> Source document:
After completing the setup, several tests were carried in order to ensure the optimal performance of the system. Each one reflects a state of the project, and justifies the adjustements that were made in the code in order to improve the performance.

## Test 1

This test was done before the answer was included in the input for retrieving relevant chunks of information. Thus, only the question was useful for finding the relevant chunks of information.

### Inputs

**Question:** Which car model features a 12.3-inch high-resolution digital instrument display that replaces traditional analog gauges?

**Answer (correct):** The Audi A4 2024 features a 12.3-inch high-resolution digital instrument display that replaces traditional analog gauges.

**Full docs:** False

**Include answer:** False

**Deep search:** False

### Outputs

**Status:** Hallucinations detected

**Detected hallucinations:** 'The Audi A4 2024' - Confidence = 0.9719486832618713

We retrieve the relevant documents for the query in order to understand this result:

In [None]:
test_corpus = Corpus(corpus_dir = "./example_inputs/", debug = True)
test_retriever = Retriever(test_corpus, debug = True)
docs = test_retriever.get_relevant_documents(question = """
    Which car model features a 12.3-inch high-resolution digital instrument
    display that replaces traditional analog gauges?
    """)
docs

The problem is that the 'Audi A4 2024' part of the answer is not found in the provided context that is similar to the answer, even though they are part of the same document. There are 2 possible options:

- Finding a way to provide additional context to the detector so the missing parts are not flagged as hallucinations (done through tests 2 - 5).

- Processing a text passage marked as an hallucination once it has been flagged in order to find out if it's truly an hallucination (done in test 6).

## Test 2

The same test as before but now including the answer in the similarity search.

### Inputs

**Question:** Which car model features a 12.3-inch high-resolution digital instrument display that replaces traditional analog gauges?

**Answer (correct):** The Audi A4 2024 features a 12.3-inch high-resolution digital instrument display that replaces traditional analog gauges.

**Full docs:** False

**Include answer:** True

**Deep search:** False

### Outputs

**Status:** No hallucinations detected

**Detected hallucinations:**

We retrieve the relevant documents for the question and provided answer together. In this case, the relevant information relative to the "Audi A4 2024" model is included in the retrieved chunks of information.

> Given records:

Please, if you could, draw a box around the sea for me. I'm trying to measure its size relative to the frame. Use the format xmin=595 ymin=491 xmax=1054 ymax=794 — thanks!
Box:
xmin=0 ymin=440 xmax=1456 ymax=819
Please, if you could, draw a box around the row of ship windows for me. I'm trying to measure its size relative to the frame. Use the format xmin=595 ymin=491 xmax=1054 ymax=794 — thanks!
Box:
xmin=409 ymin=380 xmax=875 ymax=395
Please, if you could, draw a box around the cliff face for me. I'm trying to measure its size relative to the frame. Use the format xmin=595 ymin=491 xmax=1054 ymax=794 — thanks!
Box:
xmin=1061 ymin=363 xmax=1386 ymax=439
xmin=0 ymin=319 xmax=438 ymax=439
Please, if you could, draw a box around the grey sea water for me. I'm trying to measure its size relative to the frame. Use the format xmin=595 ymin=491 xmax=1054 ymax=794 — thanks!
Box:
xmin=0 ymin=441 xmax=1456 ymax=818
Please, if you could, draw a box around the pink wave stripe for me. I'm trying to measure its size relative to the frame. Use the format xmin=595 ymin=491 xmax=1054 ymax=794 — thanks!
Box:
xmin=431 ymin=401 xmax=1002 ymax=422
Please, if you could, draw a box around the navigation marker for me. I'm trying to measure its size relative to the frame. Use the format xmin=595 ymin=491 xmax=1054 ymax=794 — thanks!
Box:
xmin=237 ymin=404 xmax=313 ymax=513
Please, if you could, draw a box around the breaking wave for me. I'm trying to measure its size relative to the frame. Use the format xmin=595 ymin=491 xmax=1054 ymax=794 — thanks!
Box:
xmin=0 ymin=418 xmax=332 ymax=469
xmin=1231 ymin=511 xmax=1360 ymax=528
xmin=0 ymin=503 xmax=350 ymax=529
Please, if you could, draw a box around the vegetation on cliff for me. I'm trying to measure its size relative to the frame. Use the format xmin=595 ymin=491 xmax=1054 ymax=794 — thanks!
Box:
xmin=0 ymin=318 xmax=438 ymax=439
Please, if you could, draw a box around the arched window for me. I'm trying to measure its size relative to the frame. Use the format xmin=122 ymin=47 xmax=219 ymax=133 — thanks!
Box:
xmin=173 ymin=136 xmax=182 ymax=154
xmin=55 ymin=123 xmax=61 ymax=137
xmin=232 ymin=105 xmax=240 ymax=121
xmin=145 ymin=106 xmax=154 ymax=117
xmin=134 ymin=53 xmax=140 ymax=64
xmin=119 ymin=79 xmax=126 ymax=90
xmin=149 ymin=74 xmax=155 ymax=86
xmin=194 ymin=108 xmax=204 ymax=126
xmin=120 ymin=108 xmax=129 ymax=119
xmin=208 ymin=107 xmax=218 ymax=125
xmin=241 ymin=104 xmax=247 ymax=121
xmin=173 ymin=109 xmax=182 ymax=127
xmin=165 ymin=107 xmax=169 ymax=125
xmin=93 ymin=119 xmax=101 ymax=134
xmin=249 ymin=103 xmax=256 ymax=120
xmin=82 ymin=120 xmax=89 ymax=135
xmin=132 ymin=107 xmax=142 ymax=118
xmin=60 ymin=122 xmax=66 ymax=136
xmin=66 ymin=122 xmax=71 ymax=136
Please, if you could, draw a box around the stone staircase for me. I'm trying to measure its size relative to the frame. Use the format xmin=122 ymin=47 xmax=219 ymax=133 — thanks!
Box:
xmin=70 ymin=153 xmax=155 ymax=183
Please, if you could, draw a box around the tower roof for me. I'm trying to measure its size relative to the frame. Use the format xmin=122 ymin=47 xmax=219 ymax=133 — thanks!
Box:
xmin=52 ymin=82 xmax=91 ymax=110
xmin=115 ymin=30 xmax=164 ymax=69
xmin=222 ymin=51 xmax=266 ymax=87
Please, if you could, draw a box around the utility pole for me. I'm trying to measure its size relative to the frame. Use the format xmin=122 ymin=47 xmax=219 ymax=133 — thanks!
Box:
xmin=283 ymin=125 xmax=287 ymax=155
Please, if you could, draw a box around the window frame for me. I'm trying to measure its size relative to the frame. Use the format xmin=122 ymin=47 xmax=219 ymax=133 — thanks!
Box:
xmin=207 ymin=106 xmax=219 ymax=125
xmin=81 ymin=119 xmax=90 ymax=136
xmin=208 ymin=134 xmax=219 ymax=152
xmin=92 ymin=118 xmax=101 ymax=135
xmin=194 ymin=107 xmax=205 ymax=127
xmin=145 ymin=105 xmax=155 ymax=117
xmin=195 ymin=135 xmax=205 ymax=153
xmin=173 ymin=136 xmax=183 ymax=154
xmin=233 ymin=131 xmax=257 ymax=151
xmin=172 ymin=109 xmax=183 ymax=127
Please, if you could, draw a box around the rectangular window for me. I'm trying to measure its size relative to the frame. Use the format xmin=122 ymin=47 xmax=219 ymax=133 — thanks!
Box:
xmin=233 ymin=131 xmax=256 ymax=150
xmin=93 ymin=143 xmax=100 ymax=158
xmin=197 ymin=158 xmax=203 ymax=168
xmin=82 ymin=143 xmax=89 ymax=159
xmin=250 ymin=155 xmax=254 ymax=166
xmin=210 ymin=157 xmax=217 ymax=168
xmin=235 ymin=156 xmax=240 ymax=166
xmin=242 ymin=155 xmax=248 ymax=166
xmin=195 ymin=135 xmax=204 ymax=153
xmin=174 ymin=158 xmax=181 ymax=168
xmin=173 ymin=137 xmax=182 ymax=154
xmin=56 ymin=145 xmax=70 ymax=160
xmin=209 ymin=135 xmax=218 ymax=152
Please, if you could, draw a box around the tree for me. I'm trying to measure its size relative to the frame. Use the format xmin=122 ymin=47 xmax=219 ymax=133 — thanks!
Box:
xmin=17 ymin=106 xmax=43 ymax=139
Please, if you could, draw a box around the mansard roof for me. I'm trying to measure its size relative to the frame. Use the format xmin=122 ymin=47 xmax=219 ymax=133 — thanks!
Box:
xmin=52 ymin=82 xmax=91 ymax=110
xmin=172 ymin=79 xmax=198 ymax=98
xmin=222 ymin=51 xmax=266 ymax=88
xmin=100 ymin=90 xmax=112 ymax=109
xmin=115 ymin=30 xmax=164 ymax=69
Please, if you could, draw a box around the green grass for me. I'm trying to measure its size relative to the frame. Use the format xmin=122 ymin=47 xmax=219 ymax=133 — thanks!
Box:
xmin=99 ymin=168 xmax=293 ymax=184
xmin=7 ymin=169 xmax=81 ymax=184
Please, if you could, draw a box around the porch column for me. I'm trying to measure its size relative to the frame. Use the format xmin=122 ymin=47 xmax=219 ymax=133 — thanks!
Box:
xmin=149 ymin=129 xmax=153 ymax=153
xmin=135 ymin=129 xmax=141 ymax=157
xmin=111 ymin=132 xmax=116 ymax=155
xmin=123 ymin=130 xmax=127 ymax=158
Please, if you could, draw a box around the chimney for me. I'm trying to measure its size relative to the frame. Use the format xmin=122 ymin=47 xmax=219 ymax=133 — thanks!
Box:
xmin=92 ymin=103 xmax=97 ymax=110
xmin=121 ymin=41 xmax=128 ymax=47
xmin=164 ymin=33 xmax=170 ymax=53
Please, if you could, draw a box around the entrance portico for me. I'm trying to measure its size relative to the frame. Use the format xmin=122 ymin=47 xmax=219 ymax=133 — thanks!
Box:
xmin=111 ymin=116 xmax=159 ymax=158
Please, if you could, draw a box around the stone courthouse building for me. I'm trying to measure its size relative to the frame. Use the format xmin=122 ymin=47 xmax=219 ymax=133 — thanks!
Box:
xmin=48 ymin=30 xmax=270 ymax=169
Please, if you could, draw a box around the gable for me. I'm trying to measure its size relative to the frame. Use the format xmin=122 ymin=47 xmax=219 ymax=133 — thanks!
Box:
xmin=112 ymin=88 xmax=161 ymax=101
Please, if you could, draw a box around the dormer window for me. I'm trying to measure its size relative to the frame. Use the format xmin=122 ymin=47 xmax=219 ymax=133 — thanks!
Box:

> Task goal: In the hallucination-detection test notes, list every input setting under Test 2 that takes a True or False value, along with its value.

> Reply to the task:
- Full docs: False
- Include answer: True
- Deep search: False